# [Exercise details]
Output all entries below exactly as they are given.

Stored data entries

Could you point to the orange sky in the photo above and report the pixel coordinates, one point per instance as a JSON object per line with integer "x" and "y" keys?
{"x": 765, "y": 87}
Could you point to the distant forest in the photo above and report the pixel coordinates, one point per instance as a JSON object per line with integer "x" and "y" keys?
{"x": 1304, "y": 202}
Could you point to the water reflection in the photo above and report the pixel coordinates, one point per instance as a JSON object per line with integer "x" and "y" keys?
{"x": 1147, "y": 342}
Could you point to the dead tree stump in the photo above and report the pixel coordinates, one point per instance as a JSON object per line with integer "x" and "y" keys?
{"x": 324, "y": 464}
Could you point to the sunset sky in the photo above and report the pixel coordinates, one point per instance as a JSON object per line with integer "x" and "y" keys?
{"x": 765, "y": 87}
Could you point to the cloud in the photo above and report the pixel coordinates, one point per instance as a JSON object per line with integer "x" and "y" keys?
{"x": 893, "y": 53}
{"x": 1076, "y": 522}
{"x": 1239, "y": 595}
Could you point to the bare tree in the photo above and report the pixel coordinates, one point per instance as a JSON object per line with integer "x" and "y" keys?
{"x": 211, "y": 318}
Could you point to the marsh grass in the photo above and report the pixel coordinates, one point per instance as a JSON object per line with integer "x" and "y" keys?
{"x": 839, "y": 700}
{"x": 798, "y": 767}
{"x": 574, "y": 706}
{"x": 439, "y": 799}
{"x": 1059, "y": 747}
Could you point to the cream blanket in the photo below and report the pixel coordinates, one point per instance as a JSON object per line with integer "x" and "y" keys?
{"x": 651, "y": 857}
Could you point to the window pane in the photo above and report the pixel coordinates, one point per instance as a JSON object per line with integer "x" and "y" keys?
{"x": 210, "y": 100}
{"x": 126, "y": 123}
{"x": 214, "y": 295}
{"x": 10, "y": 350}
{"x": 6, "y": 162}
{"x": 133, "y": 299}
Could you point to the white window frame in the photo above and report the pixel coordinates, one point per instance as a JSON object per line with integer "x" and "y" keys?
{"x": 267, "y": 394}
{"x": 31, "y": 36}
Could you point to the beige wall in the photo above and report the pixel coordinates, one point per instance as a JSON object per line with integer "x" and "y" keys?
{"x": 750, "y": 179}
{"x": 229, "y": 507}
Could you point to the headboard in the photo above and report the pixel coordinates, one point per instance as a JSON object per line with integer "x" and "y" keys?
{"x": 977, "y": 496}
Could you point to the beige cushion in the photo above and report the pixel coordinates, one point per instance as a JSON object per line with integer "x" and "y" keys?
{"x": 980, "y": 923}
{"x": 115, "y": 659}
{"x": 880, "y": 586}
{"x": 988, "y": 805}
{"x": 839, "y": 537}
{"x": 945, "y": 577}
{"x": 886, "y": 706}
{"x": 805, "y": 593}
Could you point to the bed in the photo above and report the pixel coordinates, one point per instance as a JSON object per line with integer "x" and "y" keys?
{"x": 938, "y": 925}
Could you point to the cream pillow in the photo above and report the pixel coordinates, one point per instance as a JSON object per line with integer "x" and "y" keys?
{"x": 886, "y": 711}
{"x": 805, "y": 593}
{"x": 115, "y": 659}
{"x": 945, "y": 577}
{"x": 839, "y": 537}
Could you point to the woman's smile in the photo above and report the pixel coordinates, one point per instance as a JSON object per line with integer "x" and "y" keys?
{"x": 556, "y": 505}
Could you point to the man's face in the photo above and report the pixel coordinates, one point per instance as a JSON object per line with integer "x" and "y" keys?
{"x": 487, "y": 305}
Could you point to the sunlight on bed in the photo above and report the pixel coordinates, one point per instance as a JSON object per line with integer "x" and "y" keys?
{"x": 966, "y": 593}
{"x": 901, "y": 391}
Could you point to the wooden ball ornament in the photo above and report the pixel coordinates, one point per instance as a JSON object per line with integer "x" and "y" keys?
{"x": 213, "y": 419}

# [Solution to this task]
Could you point to the orange sky in the photo above and report the pixel coordinates, one point per instance as a JSON object per line with integer "x" and "y" keys?
{"x": 765, "y": 87}
Could you point to the distant forest in the photo above and report the pixel coordinates, one point per instance as a JSON object per line with integer "x" and "y" keys?
{"x": 1304, "y": 202}
Could you point to the water reflection in the photo above and report the pixel coordinates, one point per instance as a JSON object per line with integer "x" and "y" keys?
{"x": 1147, "y": 342}
Could you point to the dead tree stump in the photo above and report the pixel coordinates, one point per instance as a JSON object per line with integer "x" and "y" keys?
{"x": 324, "y": 464}
Could you point to the sunset sky in the photo above and report the pixel coordinates, one point per instance as a JSON object per line with integer "x" and "y" keys?
{"x": 765, "y": 87}
Could you point to the cloud in the photo above and report the pixel coordinates, one point per instance as a JSON object per line with integer "x" and "y" keys?
{"x": 893, "y": 53}
{"x": 1076, "y": 522}
{"x": 1239, "y": 595}
Could you point to the bare tree in the photo above and report the pixel coordinates, one point per instance as a JSON object per line with integer "x" and "y" keys?
{"x": 211, "y": 318}
Could you point to the marsh grass in the photo above and report the pixel coordinates, one point per instance as a JSON object per line with integer "x" and "y" keys?
{"x": 839, "y": 700}
{"x": 798, "y": 767}
{"x": 574, "y": 706}
{"x": 439, "y": 799}
{"x": 1059, "y": 747}
Could you point to the cream blanket in the photo below and report the pixel coordinates, one point per instance as a JSON object per line with integer "x" and "y" keys?
{"x": 651, "y": 857}
Could you point to the window pane in the photo above and report the pixel coordinates, one point per instance as a JSON object per line with integer "x" and "y" keys?
{"x": 210, "y": 100}
{"x": 126, "y": 123}
{"x": 214, "y": 295}
{"x": 10, "y": 350}
{"x": 6, "y": 162}
{"x": 133, "y": 299}
Could you point to the white window frame in the photo above and report the pixel coordinates, one point per instance as a JSON object per line with integer "x" and "y" keys?
{"x": 267, "y": 394}
{"x": 31, "y": 36}
Could you point to the beige wall in the photo above and report the pixel coordinates, one point per instance as a JSON object per line with integer "x" and "y" keys?
{"x": 750, "y": 179}
{"x": 229, "y": 507}
Could you point to the headboard in the photo above and report the pixel coordinates, one point per instance as a JSON object per line with integer "x" and "y" keys?
{"x": 977, "y": 496}
Could you point to the beige cushion in the photo above and report the pixel coordinates, one point per instance as a JSON object per line with integer "x" and "y" keys?
{"x": 980, "y": 923}
{"x": 115, "y": 659}
{"x": 880, "y": 586}
{"x": 988, "y": 805}
{"x": 839, "y": 537}
{"x": 945, "y": 577}
{"x": 886, "y": 706}
{"x": 805, "y": 593}
Could you point to the bed in the photo above and report the pixel coordinates, one point per instance as a JSON object per line with integer "x" and "y" keys?
{"x": 938, "y": 925}
Could you point to the cream pillow in the photo above and report the pixel coordinates, one point per instance as a JSON object per line with integer "x" and "y" keys?
{"x": 886, "y": 711}
{"x": 805, "y": 593}
{"x": 115, "y": 659}
{"x": 945, "y": 577}
{"x": 839, "y": 537}
Could you point to the woman's smile in the photo above and report the pixel coordinates, one point per instance as a JSON object per line with integer "x" and "y" keys?
{"x": 556, "y": 505}
Could you point to the man's face in the photo above and report the pixel coordinates, one point per instance as a JSON object per line with integer "x" and "y" keys?
{"x": 487, "y": 305}
Could you point to the sunlight on bed in the photo above and report the pixel coordinates, one point per instance as a JSON object per line with integer "x" and "y" keys?
{"x": 966, "y": 593}
{"x": 901, "y": 391}
Could you point to the wooden ball ornament in the photo above and report the pixel coordinates, one point per instance as a JSON object per line with integer "x" and "y" keys?
{"x": 213, "y": 419}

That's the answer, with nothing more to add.